WHAT IS NEEDED:
Could you lay out, as a numbered list, the part of the material below that opens with the line containing "task: trace the outline of the **grassy slope**" and closes with the line containing "118), (172, 133)]", skipping blank lines and leaving the pictures out?

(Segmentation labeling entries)
┄┄┄┄┄┄┄┄┄┄
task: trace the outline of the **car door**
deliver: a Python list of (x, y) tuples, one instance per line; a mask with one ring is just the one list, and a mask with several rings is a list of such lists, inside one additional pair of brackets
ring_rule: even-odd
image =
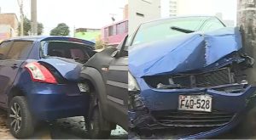
[[(119, 53), (119, 57), (115, 56), (116, 53)], [(110, 119), (125, 128), (128, 126), (128, 54), (117, 50), (112, 57), (106, 75), (107, 103), (113, 115)]]
[(1, 106), (5, 104), (6, 102), (6, 97), (3, 96), (4, 95), (3, 89), (7, 87), (7, 81), (9, 81), (9, 76), (2, 75), (2, 73), (6, 73), (3, 71), (5, 70), (4, 69), (5, 59), (11, 48), (11, 44), (12, 42), (10, 41), (3, 42), (0, 44), (0, 105)]
[(12, 87), (22, 63), (26, 59), (32, 42), (14, 41), (5, 59), (2, 61), (0, 70), (2, 103), (6, 103), (8, 91)]

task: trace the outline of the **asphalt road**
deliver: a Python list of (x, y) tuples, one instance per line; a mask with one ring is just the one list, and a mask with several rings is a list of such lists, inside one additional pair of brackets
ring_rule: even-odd
[[(6, 112), (0, 109), (0, 139), (14, 139), (6, 127)], [(60, 119), (55, 122), (42, 122), (34, 136), (28, 139), (88, 139), (83, 117)], [(127, 132), (121, 127), (112, 131), (110, 139), (127, 139)]]
[[(6, 127), (6, 112), (0, 109), (0, 137), (14, 139)], [(172, 135), (165, 137), (172, 138)], [(29, 139), (88, 139), (88, 132), (84, 128), (83, 117), (60, 119), (55, 122), (43, 122), (36, 128), (34, 136)], [(112, 132), (111, 139), (127, 139), (127, 132), (121, 127)], [(136, 137), (134, 137), (136, 138)], [(245, 137), (236, 132), (230, 132), (212, 137), (213, 139), (255, 139), (256, 136)]]

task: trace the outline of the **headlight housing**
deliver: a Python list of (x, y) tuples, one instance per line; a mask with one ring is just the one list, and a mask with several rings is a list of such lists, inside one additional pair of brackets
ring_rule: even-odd
[(135, 78), (128, 72), (128, 91), (137, 92), (140, 91), (140, 87)]

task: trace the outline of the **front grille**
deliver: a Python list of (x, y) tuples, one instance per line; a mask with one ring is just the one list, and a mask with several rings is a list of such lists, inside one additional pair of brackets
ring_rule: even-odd
[(209, 87), (234, 83), (230, 68), (199, 74), (165, 75), (144, 77), (145, 81), (154, 88)]
[(189, 111), (157, 111), (152, 115), (158, 122), (164, 126), (217, 126), (230, 122), (235, 114), (213, 111), (189, 112)]
[(224, 68), (216, 71), (196, 75), (196, 87), (213, 87), (232, 83), (230, 69)]

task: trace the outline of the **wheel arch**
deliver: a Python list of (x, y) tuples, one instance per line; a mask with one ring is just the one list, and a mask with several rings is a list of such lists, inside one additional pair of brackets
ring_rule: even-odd
[[(98, 98), (101, 104), (101, 110), (103, 116), (108, 118), (108, 105), (107, 105), (107, 92), (106, 86), (102, 76), (102, 74), (95, 68), (86, 67), (80, 73), (82, 81), (89, 81), (90, 86), (93, 87), (93, 93)], [(95, 104), (95, 106), (97, 104)]]

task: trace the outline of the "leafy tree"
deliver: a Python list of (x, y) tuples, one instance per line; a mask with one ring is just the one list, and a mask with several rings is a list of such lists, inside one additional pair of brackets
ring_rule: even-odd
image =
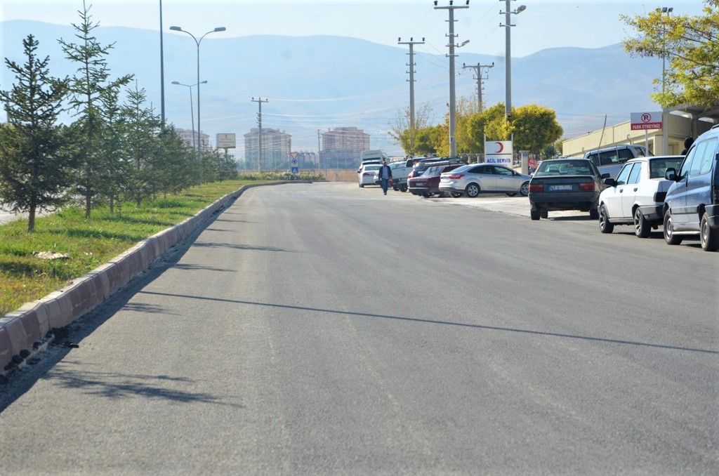
[[(664, 58), (664, 78), (654, 80), (663, 91), (651, 95), (664, 107), (715, 105), (719, 99), (719, 0), (705, 0), (701, 15), (666, 15), (661, 9), (621, 19), (636, 30), (625, 40), (633, 56)], [(664, 81), (662, 81), (664, 80)]]
[(427, 127), (432, 114), (432, 108), (429, 106), (429, 103), (421, 105), (418, 109), (416, 108), (414, 129), (412, 129), (410, 108), (408, 106), (403, 111), (400, 109), (397, 111), (394, 125), (390, 124), (390, 130), (388, 134), (402, 146), (405, 153), (416, 155), (418, 153), (416, 150), (418, 134), (420, 130)]
[(542, 149), (554, 144), (564, 133), (557, 122), (554, 111), (536, 104), (513, 108), (512, 117), (516, 150), (539, 155)]
[(83, 1), (80, 12), (82, 20), (73, 24), (77, 30), (78, 43), (59, 40), (67, 59), (78, 63), (75, 75), (70, 83), (70, 104), (79, 116), (77, 127), (81, 132), (79, 145), (80, 164), (77, 171), (76, 188), (85, 201), (85, 216), (90, 216), (93, 203), (104, 194), (111, 193), (107, 172), (111, 170), (103, 154), (102, 142), (107, 124), (101, 114), (102, 95), (108, 88), (118, 88), (127, 84), (131, 75), (111, 81), (106, 56), (114, 44), (104, 47), (92, 36), (92, 31), (99, 26), (93, 24), (90, 7)]
[(50, 75), (50, 57), (38, 59), (32, 35), (22, 45), (27, 63), (5, 58), (17, 83), (0, 91), (9, 121), (0, 127), (0, 199), (14, 211), (28, 212), (32, 233), (37, 211), (65, 203), (73, 155), (68, 131), (56, 125), (68, 80)]

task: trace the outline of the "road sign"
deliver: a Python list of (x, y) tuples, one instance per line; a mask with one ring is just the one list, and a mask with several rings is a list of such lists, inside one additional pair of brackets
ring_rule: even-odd
[(661, 111), (631, 113), (631, 130), (661, 129)]

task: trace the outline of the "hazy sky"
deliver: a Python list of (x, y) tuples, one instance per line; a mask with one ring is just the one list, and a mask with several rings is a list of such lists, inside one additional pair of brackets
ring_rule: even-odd
[[(124, 26), (157, 30), (160, 0), (94, 0), (92, 19), (101, 26)], [(59, 24), (77, 23), (82, 0), (0, 0), (0, 20), (32, 19)], [(446, 6), (449, 0), (439, 0)], [(330, 35), (362, 38), (397, 45), (413, 37), (425, 39), (418, 51), (446, 52), (446, 9), (435, 9), (431, 0), (162, 0), (162, 26), (181, 27), (197, 37), (216, 27), (225, 27), (226, 37), (252, 35), (306, 36)], [(457, 0), (454, 5), (464, 5)], [(513, 57), (549, 47), (600, 47), (628, 36), (620, 14), (644, 14), (659, 6), (672, 6), (674, 14), (697, 14), (700, 0), (669, 0), (665, 4), (631, 0), (512, 0)], [(469, 40), (464, 52), (505, 54), (505, 0), (471, 0), (468, 9), (454, 10), (457, 42)], [(179, 33), (179, 35), (184, 35)]]

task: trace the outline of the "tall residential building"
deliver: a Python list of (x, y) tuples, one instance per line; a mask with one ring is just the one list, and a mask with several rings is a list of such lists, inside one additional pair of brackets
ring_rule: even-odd
[(322, 133), (320, 161), (329, 168), (354, 168), (362, 151), (369, 150), (369, 134), (357, 127), (336, 127)]
[[(244, 162), (247, 168), (256, 169), (260, 153), (260, 129), (253, 127), (244, 134)], [(262, 160), (259, 168), (285, 169), (289, 164), (292, 136), (277, 129), (262, 128)]]

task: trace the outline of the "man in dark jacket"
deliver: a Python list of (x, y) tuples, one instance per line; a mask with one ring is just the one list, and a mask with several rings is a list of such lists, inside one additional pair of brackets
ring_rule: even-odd
[(382, 191), (385, 193), (385, 195), (387, 195), (387, 188), (389, 186), (390, 180), (392, 178), (392, 169), (387, 165), (387, 160), (383, 160), (382, 167), (380, 168), (377, 176), (380, 178)]

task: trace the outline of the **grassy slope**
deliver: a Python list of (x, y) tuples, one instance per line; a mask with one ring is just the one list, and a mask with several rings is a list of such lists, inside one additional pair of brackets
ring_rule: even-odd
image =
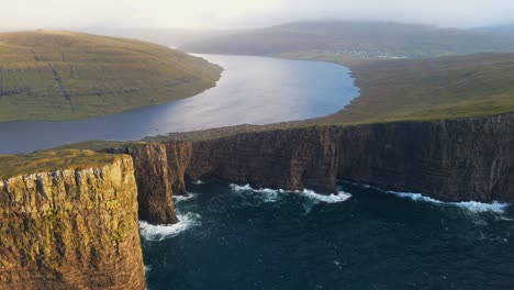
[(66, 120), (194, 96), (206, 60), (139, 41), (71, 32), (0, 33), (0, 121)]
[(325, 52), (360, 57), (433, 57), (514, 52), (514, 36), (399, 23), (320, 21), (217, 36), (182, 48), (248, 55)]
[(27, 155), (0, 155), (0, 179), (57, 169), (89, 168), (114, 161), (119, 156), (91, 150), (45, 150)]
[(145, 141), (209, 140), (255, 131), (431, 121), (514, 112), (514, 54), (395, 60), (362, 60), (327, 54), (291, 54), (289, 57), (351, 67), (360, 96), (344, 110), (325, 118), (172, 133)]
[(514, 54), (358, 62), (349, 65), (360, 97), (338, 113), (304, 123), (360, 124), (424, 121), (514, 112)]

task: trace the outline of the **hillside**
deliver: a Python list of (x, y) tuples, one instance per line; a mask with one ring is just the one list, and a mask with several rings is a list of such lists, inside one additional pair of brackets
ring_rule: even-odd
[(351, 68), (360, 97), (317, 123), (424, 121), (514, 112), (514, 54), (370, 60), (354, 63)]
[(432, 57), (514, 52), (514, 37), (389, 22), (295, 22), (195, 41), (187, 52), (246, 55), (331, 53), (356, 57)]
[(175, 47), (235, 32), (231, 30), (192, 30), (181, 27), (85, 27), (81, 31), (92, 34), (135, 38)]
[(477, 29), (481, 32), (494, 33), (500, 35), (514, 35), (514, 24), (511, 25), (494, 25)]
[(194, 96), (221, 68), (164, 46), (85, 33), (0, 33), (0, 121), (111, 114)]

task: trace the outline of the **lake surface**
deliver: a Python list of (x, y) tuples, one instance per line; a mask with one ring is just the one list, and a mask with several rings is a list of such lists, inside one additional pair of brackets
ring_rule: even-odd
[(141, 224), (149, 290), (514, 286), (514, 209), (503, 204), (351, 183), (339, 198), (215, 181), (189, 190), (179, 224)]
[(88, 120), (3, 122), (0, 154), (90, 140), (130, 141), (170, 132), (323, 116), (343, 109), (359, 93), (350, 70), (334, 64), (201, 56), (225, 68), (215, 88), (180, 101)]

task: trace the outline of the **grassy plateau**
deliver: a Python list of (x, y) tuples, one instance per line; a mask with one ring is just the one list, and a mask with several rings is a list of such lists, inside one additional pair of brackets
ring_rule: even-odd
[(110, 164), (118, 158), (120, 158), (118, 155), (80, 149), (44, 150), (26, 155), (0, 155), (0, 179), (57, 169), (89, 168)]

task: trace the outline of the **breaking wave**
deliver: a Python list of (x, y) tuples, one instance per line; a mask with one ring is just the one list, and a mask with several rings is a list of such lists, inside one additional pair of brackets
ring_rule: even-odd
[(312, 190), (304, 189), (303, 191), (300, 191), (300, 193), (310, 199), (321, 201), (321, 202), (326, 202), (326, 203), (343, 202), (351, 198), (351, 194), (345, 191), (339, 191), (337, 194), (332, 193), (329, 196), (326, 196), (326, 194), (316, 193)]
[(483, 203), (483, 202), (478, 202), (478, 201), (445, 202), (445, 201), (425, 197), (421, 193), (396, 192), (396, 191), (386, 191), (386, 192), (394, 194), (400, 198), (411, 199), (414, 201), (431, 202), (431, 203), (442, 204), (442, 205), (454, 205), (454, 207), (458, 207), (458, 208), (461, 208), (471, 212), (502, 213), (510, 205), (509, 203), (501, 203), (498, 201), (493, 201), (492, 203)]
[(180, 202), (180, 201), (194, 199), (195, 197), (197, 197), (197, 193), (188, 192), (187, 196), (174, 196), (174, 199), (175, 199), (176, 202)]
[(163, 241), (201, 224), (200, 214), (189, 212), (187, 214), (177, 213), (179, 222), (176, 224), (149, 224), (146, 221), (139, 221), (139, 233), (145, 241)]
[(245, 192), (245, 191), (253, 191), (261, 193), (264, 197), (265, 202), (275, 202), (280, 198), (280, 193), (299, 193), (303, 197), (309, 198), (310, 200), (317, 201), (317, 202), (325, 202), (325, 203), (337, 203), (348, 200), (351, 194), (339, 191), (338, 194), (320, 194), (314, 192), (313, 190), (304, 189), (303, 191), (294, 190), (283, 190), (283, 189), (253, 189), (249, 185), (238, 186), (238, 185), (230, 185), (232, 191), (235, 192)]

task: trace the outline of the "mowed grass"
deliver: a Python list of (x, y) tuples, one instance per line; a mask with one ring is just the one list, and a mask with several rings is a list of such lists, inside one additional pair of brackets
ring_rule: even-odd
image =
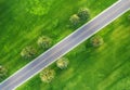
[(56, 69), (51, 83), (43, 83), (39, 75), (17, 90), (129, 90), (130, 89), (130, 12), (102, 29), (100, 48), (87, 40), (66, 54), (70, 60), (67, 69)]
[[(107, 3), (103, 0), (99, 2), (95, 0), (49, 0), (47, 2), (50, 5), (44, 5), (46, 2), (43, 2), (41, 4), (43, 7), (39, 7), (37, 1), (39, 0), (0, 1), (0, 64), (8, 68), (6, 77), (31, 61), (21, 57), (23, 48), (32, 46), (38, 54), (44, 52), (37, 46), (38, 37), (48, 36), (53, 39), (54, 44), (76, 29), (68, 27), (68, 20), (70, 15), (77, 13), (78, 9), (82, 7), (90, 9), (92, 18), (116, 0)], [(40, 11), (32, 11), (38, 8), (39, 10), (47, 8), (48, 11), (39, 15)]]
[[(1, 2), (6, 10), (3, 12), (2, 7), (0, 10), (0, 64), (8, 67), (9, 76), (30, 62), (22, 59), (20, 52), (29, 44), (38, 49), (36, 41), (39, 36), (49, 36), (56, 43), (75, 30), (67, 27), (68, 18), (79, 8), (89, 8), (92, 18), (116, 0), (53, 1), (48, 14), (41, 16), (25, 12), (25, 0)], [(66, 55), (70, 60), (67, 69), (60, 70), (52, 66), (57, 74), (51, 83), (41, 82), (37, 75), (17, 90), (129, 90), (129, 14), (126, 13), (99, 33), (105, 41), (102, 47), (92, 48), (88, 40)], [(38, 54), (43, 52), (38, 51)]]

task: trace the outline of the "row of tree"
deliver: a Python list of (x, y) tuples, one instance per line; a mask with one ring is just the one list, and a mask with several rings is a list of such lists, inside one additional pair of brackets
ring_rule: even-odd
[(81, 8), (78, 10), (77, 14), (70, 16), (69, 22), (73, 26), (76, 26), (80, 22), (88, 21), (89, 17), (90, 17), (89, 10), (87, 8)]

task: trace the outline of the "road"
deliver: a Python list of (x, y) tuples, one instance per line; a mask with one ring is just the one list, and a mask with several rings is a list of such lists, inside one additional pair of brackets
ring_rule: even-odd
[[(107, 2), (106, 2), (107, 3)], [(121, 14), (130, 10), (130, 0), (119, 0), (32, 62), (0, 83), (0, 90), (14, 90), (57, 59), (76, 48)]]

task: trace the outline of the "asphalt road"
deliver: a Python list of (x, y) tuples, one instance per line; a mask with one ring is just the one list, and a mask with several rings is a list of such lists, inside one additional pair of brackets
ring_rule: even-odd
[[(106, 2), (107, 3), (107, 2)], [(130, 0), (119, 0), (89, 23), (84, 24), (57, 44), (42, 53), (14, 75), (0, 83), (0, 90), (14, 90), (44, 67), (90, 38), (118, 16), (130, 10)]]

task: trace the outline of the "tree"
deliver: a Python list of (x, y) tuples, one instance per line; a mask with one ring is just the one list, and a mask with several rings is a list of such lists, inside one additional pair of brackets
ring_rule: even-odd
[(77, 24), (79, 24), (80, 17), (77, 14), (74, 14), (70, 16), (69, 21), (74, 26), (76, 26)]
[(89, 20), (89, 10), (87, 8), (79, 9), (78, 16), (83, 21)]
[(43, 82), (51, 82), (55, 77), (55, 70), (51, 68), (46, 68), (40, 73), (40, 78)]
[(49, 38), (49, 37), (46, 37), (46, 36), (41, 36), (38, 41), (37, 41), (38, 46), (40, 48), (43, 48), (43, 49), (48, 49), (51, 47), (52, 44), (52, 40)]
[(8, 69), (0, 65), (0, 80), (6, 76)]
[(22, 50), (21, 55), (25, 59), (31, 59), (36, 54), (36, 49), (32, 47), (26, 47)]
[(61, 57), (61, 59), (57, 60), (56, 66), (61, 69), (64, 69), (64, 68), (67, 68), (68, 63), (69, 63), (68, 59)]
[(91, 43), (93, 47), (100, 47), (104, 42), (103, 38), (101, 36), (94, 36), (91, 38)]

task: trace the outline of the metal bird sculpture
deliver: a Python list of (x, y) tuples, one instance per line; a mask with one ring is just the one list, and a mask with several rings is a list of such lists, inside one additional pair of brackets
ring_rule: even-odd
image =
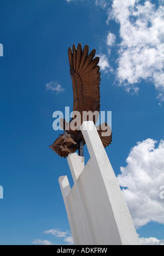
[[(69, 47), (68, 49), (68, 60), (70, 66), (70, 73), (72, 78), (73, 92), (73, 112), (78, 112), (80, 114), (79, 121), (80, 126), (84, 121), (90, 120), (87, 115), (86, 120), (84, 120), (84, 112), (91, 112), (98, 113), (92, 115), (93, 121), (96, 124), (100, 111), (100, 68), (97, 65), (99, 58), (96, 57), (96, 50), (93, 50), (89, 53), (89, 45), (84, 46), (83, 50), (81, 43), (79, 43), (77, 49), (74, 45), (73, 49)], [(73, 117), (69, 123), (71, 125), (74, 121)], [(79, 155), (83, 155), (83, 146), (85, 141), (80, 129), (73, 130), (71, 125), (69, 129), (66, 129), (67, 122), (65, 119), (61, 120), (61, 126), (65, 131), (63, 134), (54, 142), (50, 148), (62, 158), (66, 158), (69, 154), (73, 153), (79, 149)], [(107, 124), (103, 124), (107, 127)], [(70, 127), (71, 126), (71, 127)], [(96, 127), (102, 142), (106, 148), (111, 144), (112, 141), (112, 131), (109, 129), (109, 133), (107, 136), (102, 136), (104, 132), (104, 128), (102, 126)], [(110, 128), (110, 127), (109, 127)], [(108, 129), (109, 131), (109, 129)]]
┄┄┄┄┄┄┄┄┄┄
WRITTEN RESPONSE:
1. task: trace the outline of the **grassy slope**
2. deliver: a Python list of (x, y) tuples, one instance per line; a mask with one ring is just the one list, and a mask with several rings is a list of such lists, inside one additional pair of brackets
3. ring_rule: even-odd
4. image =
5. [(66, 120), (194, 96), (206, 60), (139, 41), (71, 32), (0, 33), (0, 121)]
6. [(325, 52), (360, 57), (433, 57), (514, 52), (514, 36), (399, 23), (320, 21), (217, 36), (182, 48), (248, 55)]
7. [(27, 155), (0, 155), (0, 179), (57, 169), (89, 168), (114, 161), (119, 156), (91, 150), (45, 150)]
8. [(145, 141), (209, 140), (255, 131), (431, 121), (514, 112), (514, 54), (395, 60), (362, 60), (327, 54), (291, 54), (289, 57), (351, 67), (360, 96), (344, 110), (325, 118), (172, 133)]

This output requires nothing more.